> Requirement
Each line below should be reproduced without any alteration.

> Supplied records

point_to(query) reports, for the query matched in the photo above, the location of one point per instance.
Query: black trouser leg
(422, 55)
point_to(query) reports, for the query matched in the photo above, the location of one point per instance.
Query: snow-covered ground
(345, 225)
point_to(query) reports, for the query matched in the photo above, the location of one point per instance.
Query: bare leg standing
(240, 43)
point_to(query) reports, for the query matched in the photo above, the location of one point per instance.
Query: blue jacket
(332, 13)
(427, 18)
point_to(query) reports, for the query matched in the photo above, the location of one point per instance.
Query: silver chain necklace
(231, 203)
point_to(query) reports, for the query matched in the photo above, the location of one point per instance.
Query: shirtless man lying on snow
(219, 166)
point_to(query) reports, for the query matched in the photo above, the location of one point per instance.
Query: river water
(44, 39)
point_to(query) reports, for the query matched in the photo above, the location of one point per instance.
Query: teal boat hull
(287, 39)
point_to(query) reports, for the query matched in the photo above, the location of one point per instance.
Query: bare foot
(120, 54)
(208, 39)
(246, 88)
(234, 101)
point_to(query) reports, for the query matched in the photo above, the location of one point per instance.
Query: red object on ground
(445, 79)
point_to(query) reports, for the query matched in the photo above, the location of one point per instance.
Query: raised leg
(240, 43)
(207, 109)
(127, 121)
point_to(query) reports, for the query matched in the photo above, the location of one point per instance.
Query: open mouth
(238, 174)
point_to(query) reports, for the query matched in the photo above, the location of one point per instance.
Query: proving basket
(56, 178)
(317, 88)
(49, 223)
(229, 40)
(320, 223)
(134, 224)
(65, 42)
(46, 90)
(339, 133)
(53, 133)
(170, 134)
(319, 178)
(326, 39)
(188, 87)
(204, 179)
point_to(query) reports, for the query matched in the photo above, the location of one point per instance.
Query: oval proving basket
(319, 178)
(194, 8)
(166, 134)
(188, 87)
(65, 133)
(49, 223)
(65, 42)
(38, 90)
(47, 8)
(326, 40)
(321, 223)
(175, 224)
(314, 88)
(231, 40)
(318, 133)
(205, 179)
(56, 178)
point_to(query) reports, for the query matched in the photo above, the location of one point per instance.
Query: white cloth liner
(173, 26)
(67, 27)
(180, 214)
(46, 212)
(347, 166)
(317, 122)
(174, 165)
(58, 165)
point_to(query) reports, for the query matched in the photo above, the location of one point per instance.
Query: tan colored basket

> Correct answer
point_to(query) reports, for the query matched in the photo above, the location of one point per instance.
Query: black trouser leg
(422, 55)
point_to(query) reports, for the query matched in the photo above, the location of one point per instance.
Query: snow-covered ground
(345, 225)
point_to(query) reports, for the query matched in the photo above, the location of one point per instance.
Query: bare leg standing
(240, 43)
point_to(query) reports, for the query matched in the photo above, the location of one point per instance.
Query: blue jacket
(332, 13)
(427, 18)
point_to(query) reports, for the query matched in the photo above, the location of one point per instance.
Query: silver chain necklace
(231, 203)
point_to(query) reports, for the query matched in the photo above, the location of one point per instance.
Query: shirtless man lying on snow
(219, 166)
point_to(query) reports, for the query matched in the photo above, the location of one point per instance.
Query: river water
(44, 39)
point_to(query) reports, for the query matched in the photo above, the location of one point per instance.
Query: teal boat hull
(287, 39)
point_to(query) reports, for the query matched in the photo above, the location of one point per instance.
Query: bare foot
(120, 54)
(208, 39)
(246, 88)
(234, 101)
point_to(query) reports, for the query matched in the photo above, the location of one point per instance.
Query: red object on ground
(445, 79)
point_to(query) reports, for the query matched in the photo above, the location of one point per instance.
Query: raised leg
(240, 43)
(207, 109)
(127, 121)
point_to(query) reports, for the query matched in the photo above, the location of one point per instance.
Query: open mouth
(238, 174)
point_to(query) reports, for the query matched in the photo above, the location of one point per instance.
Query: proving basket
(56, 178)
(317, 88)
(49, 223)
(229, 40)
(320, 223)
(134, 224)
(65, 42)
(46, 90)
(339, 133)
(53, 133)
(170, 134)
(319, 178)
(326, 39)
(188, 87)
(204, 179)
point_to(query) reports, for the query matched in the photo above, the location of one point per instance.
Query: oval proving basket
(319, 178)
(194, 8)
(166, 134)
(188, 87)
(65, 133)
(49, 223)
(65, 42)
(38, 90)
(47, 8)
(326, 40)
(321, 223)
(175, 224)
(314, 88)
(231, 40)
(318, 133)
(205, 179)
(56, 178)
point_to(query) reports, for the query matched in the photo above, the location of one point per instance.
Query: white cloth liner
(173, 26)
(67, 27)
(180, 214)
(46, 212)
(347, 166)
(317, 122)
(174, 165)
(58, 165)
point_to(query) reports, for the query matched in the photo above, the location of one point per instance.
Query: tan colored basket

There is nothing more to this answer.